• What the task requires: Could you reproduce the aquarium forum thread word for word, starting with "gH - >300ppm" and going on through "pictures in a bit.)"?

# very brittle and glassy leaves - the slimy green



## xyyz (Aug 13, 2008)

hi,

i'm new to these forums, and to aquatic plants in general. i hope this is the appropriate placement of this thread. i figure this issue, while overwhelming to me, is probably something you experienced people have dealt with long ago. 

first of all here are my tank parameters:

substrate - seachem's flourite (several years old)

temp - 80-83F
ammonia - 0ppm
nitrites - 0ppm
(the tank finally cycled!!! )
nitrates - 10ppm
ph - 6.8-7 (slowly drops to 6.4)
gH - >300ppm
kH - 40ppm
lighting - (2 x powerglo 24w t5 bulbs, 1 x 14W unknown generic aquarium bulb > 10,000k)

i don't have any CO2 generation.

i have... rather HAD a really thick/lush planted aquarium initially. other than the amazon swords, and some underwater ferns, and one of those onion plants, i don't know of the other plants. (i'll take pictures in a bit.)

unfortunately, those plants don't survive too long, or in the case of the plants with large broad leaves, the large leaves become transparent and yellow, and the new leaves are thin and long. even the new leaves are glassy. with another plant with thick leaves, the roots rot away, never grow back, and the new leaves are curled.

• Data supplied:
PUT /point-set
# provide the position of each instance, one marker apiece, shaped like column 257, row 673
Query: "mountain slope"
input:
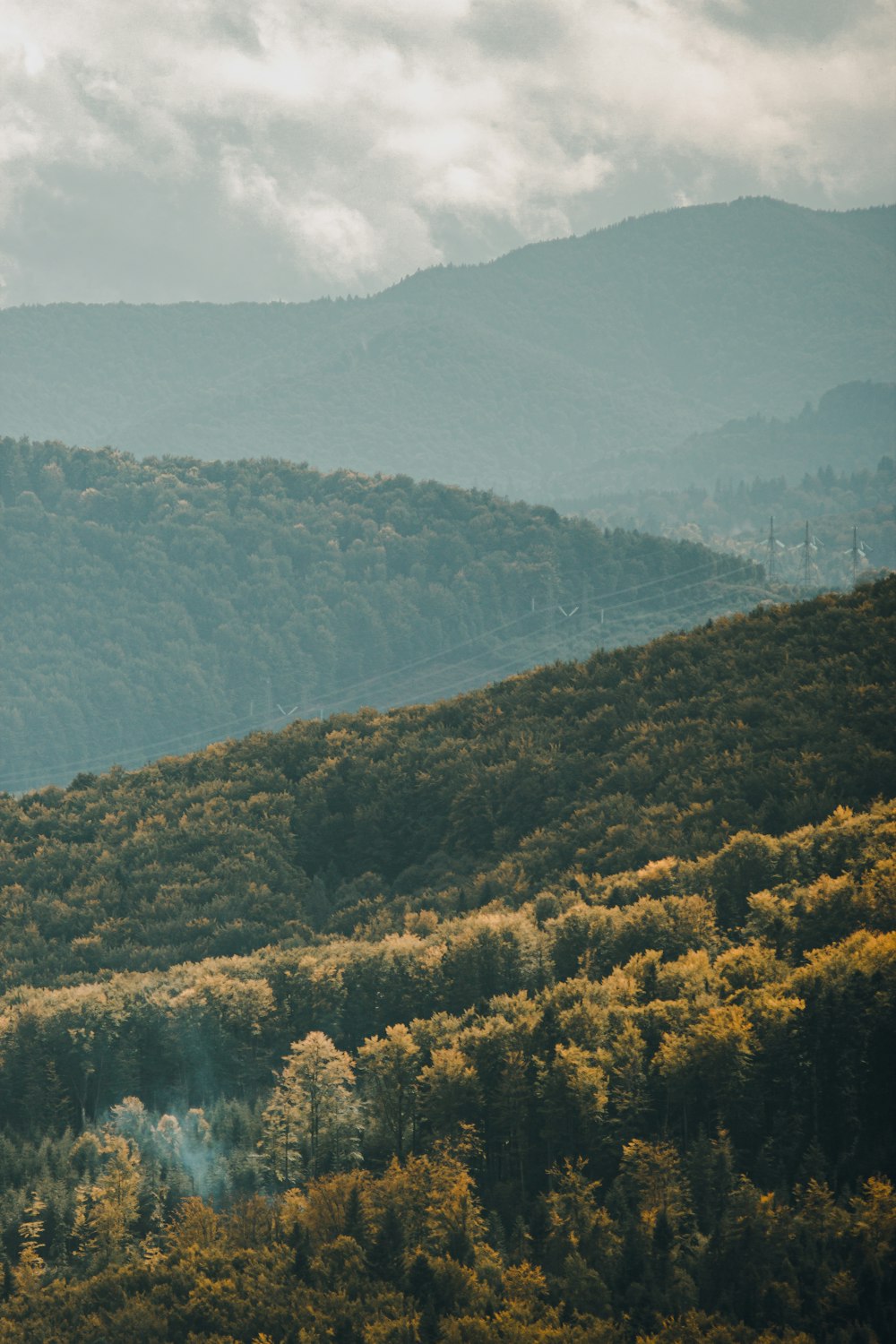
column 521, row 374
column 763, row 722
column 160, row 605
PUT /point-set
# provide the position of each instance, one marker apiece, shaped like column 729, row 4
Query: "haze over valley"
column 447, row 648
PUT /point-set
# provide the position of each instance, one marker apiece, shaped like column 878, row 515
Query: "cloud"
column 343, row 142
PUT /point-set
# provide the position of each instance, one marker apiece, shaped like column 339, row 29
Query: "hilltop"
column 522, row 374
column 156, row 607
column 562, row 1011
column 763, row 722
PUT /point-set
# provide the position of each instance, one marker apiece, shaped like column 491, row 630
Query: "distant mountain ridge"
column 153, row 607
column 524, row 374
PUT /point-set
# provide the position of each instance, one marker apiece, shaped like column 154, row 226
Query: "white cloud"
column 357, row 134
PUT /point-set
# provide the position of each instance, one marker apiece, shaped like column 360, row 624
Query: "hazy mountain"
column 763, row 722
column 557, row 1011
column 831, row 467
column 522, row 374
column 153, row 607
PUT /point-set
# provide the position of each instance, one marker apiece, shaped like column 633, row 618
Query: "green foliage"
column 758, row 723
column 155, row 607
column 637, row 1105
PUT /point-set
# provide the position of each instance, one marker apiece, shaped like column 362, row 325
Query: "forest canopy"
column 155, row 607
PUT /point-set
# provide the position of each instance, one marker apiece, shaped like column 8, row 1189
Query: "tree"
column 390, row 1067
column 314, row 1113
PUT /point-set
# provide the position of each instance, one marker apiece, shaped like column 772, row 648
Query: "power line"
column 201, row 737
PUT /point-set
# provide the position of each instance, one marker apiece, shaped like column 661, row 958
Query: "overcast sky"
column 164, row 150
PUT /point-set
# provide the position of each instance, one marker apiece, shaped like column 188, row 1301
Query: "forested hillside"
column 156, row 607
column 766, row 722
column 576, row 1021
column 521, row 375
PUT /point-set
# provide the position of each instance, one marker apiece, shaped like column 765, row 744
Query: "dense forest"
column 521, row 375
column 156, row 607
column 571, row 1013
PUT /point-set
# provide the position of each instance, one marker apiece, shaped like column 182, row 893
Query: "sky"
column 285, row 150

• Solution for this task:
gH - >300ppm
kH - 40ppm
lighting - (2 x powerglo 24w t5 bulbs, 1 x 14W unknown generic aquarium bulb > 10,000k)

i don't have any CO2 generation.

i have... rather HAD a really thick/lush planted aquarium initially. other than the amazon swords, and some underwater ferns, and one of those onion plants, i don't know of the other plants. (i'll take pictures in a bit.)